(Position identification entries)
* * * * * * * * *

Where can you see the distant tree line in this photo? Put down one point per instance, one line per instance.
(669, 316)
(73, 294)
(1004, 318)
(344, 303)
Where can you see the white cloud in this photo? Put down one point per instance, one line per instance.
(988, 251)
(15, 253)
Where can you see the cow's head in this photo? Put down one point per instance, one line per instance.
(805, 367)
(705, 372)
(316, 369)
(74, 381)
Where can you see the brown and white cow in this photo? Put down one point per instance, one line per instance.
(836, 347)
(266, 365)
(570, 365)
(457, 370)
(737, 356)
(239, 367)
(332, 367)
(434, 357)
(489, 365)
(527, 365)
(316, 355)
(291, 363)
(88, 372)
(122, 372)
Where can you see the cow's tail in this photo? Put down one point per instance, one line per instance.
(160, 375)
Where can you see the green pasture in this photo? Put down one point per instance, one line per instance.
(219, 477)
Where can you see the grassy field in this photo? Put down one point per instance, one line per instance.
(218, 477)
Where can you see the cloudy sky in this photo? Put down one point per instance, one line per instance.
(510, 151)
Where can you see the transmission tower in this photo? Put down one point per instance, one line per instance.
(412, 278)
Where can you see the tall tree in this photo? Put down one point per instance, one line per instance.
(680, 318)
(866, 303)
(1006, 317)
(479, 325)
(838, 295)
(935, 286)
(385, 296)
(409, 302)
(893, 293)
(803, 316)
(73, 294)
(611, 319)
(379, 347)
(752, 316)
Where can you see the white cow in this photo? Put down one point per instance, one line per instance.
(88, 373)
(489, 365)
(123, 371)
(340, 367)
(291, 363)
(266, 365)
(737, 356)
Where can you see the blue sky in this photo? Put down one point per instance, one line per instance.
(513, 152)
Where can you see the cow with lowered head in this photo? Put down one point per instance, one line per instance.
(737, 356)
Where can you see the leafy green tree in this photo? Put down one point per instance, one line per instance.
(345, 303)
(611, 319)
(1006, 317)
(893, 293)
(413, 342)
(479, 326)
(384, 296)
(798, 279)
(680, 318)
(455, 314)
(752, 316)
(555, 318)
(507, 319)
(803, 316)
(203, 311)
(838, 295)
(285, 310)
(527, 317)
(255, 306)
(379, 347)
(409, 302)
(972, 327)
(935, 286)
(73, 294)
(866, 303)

* * * * * * * * *

**Given task:** Could you lay out the entries above as a two-column CSV with the headers input and output, one row per entry? Put each entry's text and its answer in a single quoted field, with line breaks replaced by spaces.

**Solution to this exercise:**
input,output
"Where can you see the distant tree line in this photo? Put down one point per instance, one line per instance.","(669, 316) (73, 294) (1004, 318) (344, 303)"
"Where can you see the white cloud in this photo? Put down one point per instance, one line per instance.","(988, 251) (15, 253)"
"Where can you see the cow's head in this photo? Put down one point per instance, one line per instance.","(805, 367) (705, 372) (316, 369) (74, 381)"
"Where can you see the brown and white cow in this photo? Put down one point per instance, one line per instance.","(836, 347) (266, 365) (570, 365) (457, 370) (737, 356) (239, 367) (332, 367) (434, 357) (489, 365) (527, 365) (316, 355) (291, 363) (88, 372) (122, 372)"
"Where can you see the cow's tail in this photo? Put down one point per instance, one line per instance.","(160, 375)"
"Where can you see the green pasture in this photo? Put down one point per instance, one line per instance.","(219, 477)"
"Where can you see the grassy field in this photo? Put down one point per instance, one line per instance.","(218, 477)"
"Where can you see the cloudy sky in this photo? Put down one point per instance, one line per instance.","(510, 151)"
"Where can you see the transmission tower in this photo? Put down one point per instance, one line per instance.","(412, 278)"
"Where can you see the tall tree in this photo? Put down one point per instance, one line per instance.","(680, 318) (866, 303) (1006, 317) (479, 325) (838, 295) (935, 286) (385, 296) (409, 302) (893, 293) (803, 316) (73, 294) (611, 319) (379, 347) (752, 316)"
"Where can you see the white cow in this photo? Put down one point per instance, one line per instance.","(88, 373) (489, 365) (123, 371) (340, 367) (291, 363) (266, 365) (737, 356)"
"Where can you see the blue sky in this photo? Put down one point per instance, one line per instance.","(513, 152)"
"Where can you see the cow with lowered head in this photo? Put down one point per instance, one line per instance.","(737, 356)"
"Where can you see the leafy green tree in this photo? Put down one point per instance, one line per instance.","(345, 303) (611, 319) (1006, 317) (893, 293) (413, 342) (479, 326) (384, 296) (798, 279) (680, 318) (455, 314) (752, 316) (555, 318) (507, 319) (803, 316) (203, 311) (838, 295) (285, 310) (527, 317) (255, 306) (379, 347) (409, 302) (972, 327) (935, 286) (73, 294) (866, 303)"